Data extract:
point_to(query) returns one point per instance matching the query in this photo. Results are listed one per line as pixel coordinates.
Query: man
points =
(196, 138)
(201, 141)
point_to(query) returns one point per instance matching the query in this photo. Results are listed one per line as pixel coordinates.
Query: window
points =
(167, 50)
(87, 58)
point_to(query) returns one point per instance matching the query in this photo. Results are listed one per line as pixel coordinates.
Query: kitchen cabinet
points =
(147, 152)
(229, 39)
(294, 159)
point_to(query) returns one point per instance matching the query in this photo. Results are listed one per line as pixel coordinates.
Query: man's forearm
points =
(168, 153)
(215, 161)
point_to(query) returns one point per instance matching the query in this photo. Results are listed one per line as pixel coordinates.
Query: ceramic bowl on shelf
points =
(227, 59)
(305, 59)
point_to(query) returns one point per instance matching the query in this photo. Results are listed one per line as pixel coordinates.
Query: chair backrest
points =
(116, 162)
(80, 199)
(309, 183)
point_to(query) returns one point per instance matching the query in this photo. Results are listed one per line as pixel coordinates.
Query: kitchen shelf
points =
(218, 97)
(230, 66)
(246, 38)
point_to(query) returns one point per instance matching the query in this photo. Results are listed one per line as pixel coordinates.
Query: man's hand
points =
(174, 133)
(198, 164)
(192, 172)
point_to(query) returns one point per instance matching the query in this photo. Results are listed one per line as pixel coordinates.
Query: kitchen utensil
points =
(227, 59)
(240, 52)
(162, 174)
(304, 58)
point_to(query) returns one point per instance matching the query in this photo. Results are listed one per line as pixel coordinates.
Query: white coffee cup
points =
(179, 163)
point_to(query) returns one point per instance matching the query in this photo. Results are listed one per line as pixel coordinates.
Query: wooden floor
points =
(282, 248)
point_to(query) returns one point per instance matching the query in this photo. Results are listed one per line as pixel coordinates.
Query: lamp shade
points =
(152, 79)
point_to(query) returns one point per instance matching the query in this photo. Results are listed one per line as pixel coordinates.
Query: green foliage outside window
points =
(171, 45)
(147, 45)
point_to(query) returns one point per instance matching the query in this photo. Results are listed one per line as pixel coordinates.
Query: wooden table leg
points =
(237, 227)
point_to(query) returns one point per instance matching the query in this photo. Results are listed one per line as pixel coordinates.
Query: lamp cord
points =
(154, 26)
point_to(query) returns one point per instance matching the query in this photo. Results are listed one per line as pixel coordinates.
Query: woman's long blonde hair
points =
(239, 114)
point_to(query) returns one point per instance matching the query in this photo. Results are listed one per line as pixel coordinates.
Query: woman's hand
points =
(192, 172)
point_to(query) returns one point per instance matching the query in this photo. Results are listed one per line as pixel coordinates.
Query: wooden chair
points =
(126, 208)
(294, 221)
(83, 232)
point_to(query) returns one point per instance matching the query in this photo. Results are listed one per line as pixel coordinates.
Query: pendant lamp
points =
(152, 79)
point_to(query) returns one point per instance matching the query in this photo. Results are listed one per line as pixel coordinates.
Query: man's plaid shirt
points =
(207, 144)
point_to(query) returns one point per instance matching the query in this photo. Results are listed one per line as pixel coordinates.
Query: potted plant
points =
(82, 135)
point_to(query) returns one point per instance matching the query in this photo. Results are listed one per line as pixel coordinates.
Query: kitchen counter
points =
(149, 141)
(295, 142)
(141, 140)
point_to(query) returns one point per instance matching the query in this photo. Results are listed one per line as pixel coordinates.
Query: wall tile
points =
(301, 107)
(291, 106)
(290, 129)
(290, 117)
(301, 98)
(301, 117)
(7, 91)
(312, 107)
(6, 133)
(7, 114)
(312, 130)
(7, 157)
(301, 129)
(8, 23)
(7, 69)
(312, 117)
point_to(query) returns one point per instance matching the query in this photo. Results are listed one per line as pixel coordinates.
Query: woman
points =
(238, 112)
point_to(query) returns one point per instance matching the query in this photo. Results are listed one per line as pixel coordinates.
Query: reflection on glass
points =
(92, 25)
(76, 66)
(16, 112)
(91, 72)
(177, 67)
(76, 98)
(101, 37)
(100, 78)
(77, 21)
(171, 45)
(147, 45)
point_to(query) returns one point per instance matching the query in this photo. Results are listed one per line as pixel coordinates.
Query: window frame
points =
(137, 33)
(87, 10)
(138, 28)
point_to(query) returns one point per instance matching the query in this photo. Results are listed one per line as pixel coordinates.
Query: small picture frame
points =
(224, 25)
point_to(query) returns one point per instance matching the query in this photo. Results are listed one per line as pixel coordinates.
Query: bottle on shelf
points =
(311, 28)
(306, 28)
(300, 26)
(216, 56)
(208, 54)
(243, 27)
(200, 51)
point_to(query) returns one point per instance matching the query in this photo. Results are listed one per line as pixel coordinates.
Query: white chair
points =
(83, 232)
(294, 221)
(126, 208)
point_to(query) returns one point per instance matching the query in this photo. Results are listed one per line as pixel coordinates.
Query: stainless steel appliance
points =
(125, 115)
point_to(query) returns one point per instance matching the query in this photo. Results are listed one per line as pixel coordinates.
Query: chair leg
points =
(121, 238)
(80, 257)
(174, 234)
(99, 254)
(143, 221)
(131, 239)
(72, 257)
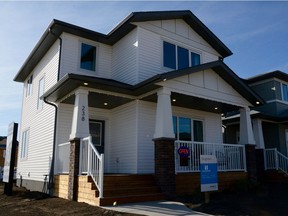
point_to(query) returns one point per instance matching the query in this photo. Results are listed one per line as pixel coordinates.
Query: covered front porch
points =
(140, 128)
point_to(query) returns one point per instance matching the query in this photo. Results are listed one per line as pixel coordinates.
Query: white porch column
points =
(80, 121)
(246, 131)
(164, 121)
(258, 133)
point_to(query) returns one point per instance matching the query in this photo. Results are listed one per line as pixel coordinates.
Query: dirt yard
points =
(257, 200)
(262, 200)
(26, 203)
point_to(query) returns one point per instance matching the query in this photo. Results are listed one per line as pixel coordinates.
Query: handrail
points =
(275, 160)
(230, 157)
(92, 163)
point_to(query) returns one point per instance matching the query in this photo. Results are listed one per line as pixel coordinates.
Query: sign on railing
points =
(230, 157)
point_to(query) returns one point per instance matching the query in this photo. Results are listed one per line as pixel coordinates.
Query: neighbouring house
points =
(269, 121)
(104, 115)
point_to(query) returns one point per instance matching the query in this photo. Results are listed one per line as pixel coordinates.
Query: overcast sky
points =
(256, 33)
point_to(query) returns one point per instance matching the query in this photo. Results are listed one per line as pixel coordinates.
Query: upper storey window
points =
(177, 57)
(88, 57)
(284, 92)
(29, 86)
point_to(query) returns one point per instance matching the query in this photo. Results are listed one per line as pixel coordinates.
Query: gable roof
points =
(274, 74)
(70, 82)
(56, 28)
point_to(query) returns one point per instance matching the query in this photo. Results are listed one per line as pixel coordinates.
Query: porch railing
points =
(62, 158)
(230, 157)
(92, 163)
(275, 160)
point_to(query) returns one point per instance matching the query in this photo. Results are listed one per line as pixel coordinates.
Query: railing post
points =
(101, 175)
(244, 159)
(89, 159)
(276, 159)
(81, 156)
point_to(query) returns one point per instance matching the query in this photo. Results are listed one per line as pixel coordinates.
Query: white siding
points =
(124, 59)
(70, 58)
(39, 122)
(123, 146)
(206, 84)
(150, 43)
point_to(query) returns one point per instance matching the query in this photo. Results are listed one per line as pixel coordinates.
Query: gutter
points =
(51, 173)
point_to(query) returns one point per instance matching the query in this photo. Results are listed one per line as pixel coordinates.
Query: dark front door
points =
(97, 131)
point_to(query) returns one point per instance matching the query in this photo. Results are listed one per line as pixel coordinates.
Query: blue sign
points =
(208, 175)
(183, 151)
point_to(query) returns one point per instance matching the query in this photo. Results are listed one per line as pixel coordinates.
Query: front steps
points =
(119, 189)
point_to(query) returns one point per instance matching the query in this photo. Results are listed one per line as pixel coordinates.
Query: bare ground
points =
(244, 199)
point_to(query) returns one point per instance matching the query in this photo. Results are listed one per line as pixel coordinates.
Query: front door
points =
(97, 131)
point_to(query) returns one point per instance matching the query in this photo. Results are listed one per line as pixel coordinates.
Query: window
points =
(177, 57)
(25, 142)
(29, 86)
(88, 57)
(284, 92)
(187, 129)
(40, 93)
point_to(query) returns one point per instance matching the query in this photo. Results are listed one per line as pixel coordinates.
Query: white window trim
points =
(84, 71)
(24, 149)
(39, 101)
(190, 50)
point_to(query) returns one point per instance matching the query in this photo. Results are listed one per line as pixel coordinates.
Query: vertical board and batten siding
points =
(124, 59)
(71, 54)
(150, 43)
(39, 122)
(123, 139)
(208, 85)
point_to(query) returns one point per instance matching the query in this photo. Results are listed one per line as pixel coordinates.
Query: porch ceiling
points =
(191, 102)
(102, 101)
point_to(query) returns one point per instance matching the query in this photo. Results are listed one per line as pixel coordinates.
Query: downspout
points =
(51, 173)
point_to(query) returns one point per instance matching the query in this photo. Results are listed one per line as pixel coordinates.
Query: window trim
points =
(40, 102)
(190, 51)
(80, 55)
(191, 125)
(25, 143)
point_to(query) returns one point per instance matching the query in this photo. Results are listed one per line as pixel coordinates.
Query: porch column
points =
(80, 121)
(246, 131)
(258, 133)
(79, 129)
(247, 139)
(164, 145)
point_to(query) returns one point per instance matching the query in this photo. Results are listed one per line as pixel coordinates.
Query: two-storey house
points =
(125, 102)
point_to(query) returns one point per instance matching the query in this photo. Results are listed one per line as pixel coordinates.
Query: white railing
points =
(92, 163)
(275, 160)
(62, 158)
(230, 157)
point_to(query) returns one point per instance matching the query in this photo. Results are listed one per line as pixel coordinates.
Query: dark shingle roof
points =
(56, 28)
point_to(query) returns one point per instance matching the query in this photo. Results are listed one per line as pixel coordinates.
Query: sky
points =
(256, 32)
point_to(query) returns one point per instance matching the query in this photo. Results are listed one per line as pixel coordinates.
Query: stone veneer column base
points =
(73, 169)
(165, 166)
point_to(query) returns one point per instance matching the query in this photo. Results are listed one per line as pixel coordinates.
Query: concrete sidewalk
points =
(156, 208)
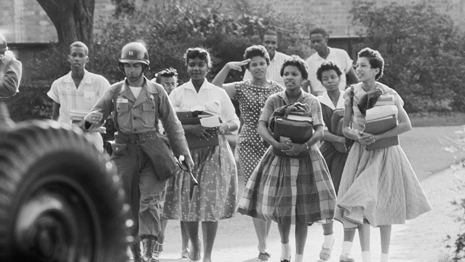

Problem description:
Pick out every line in the rows above that contains the word "front" and copy each of those lines.

The result:
Query: covered front porch
Query: dark front door
Query: front steps
Query: front door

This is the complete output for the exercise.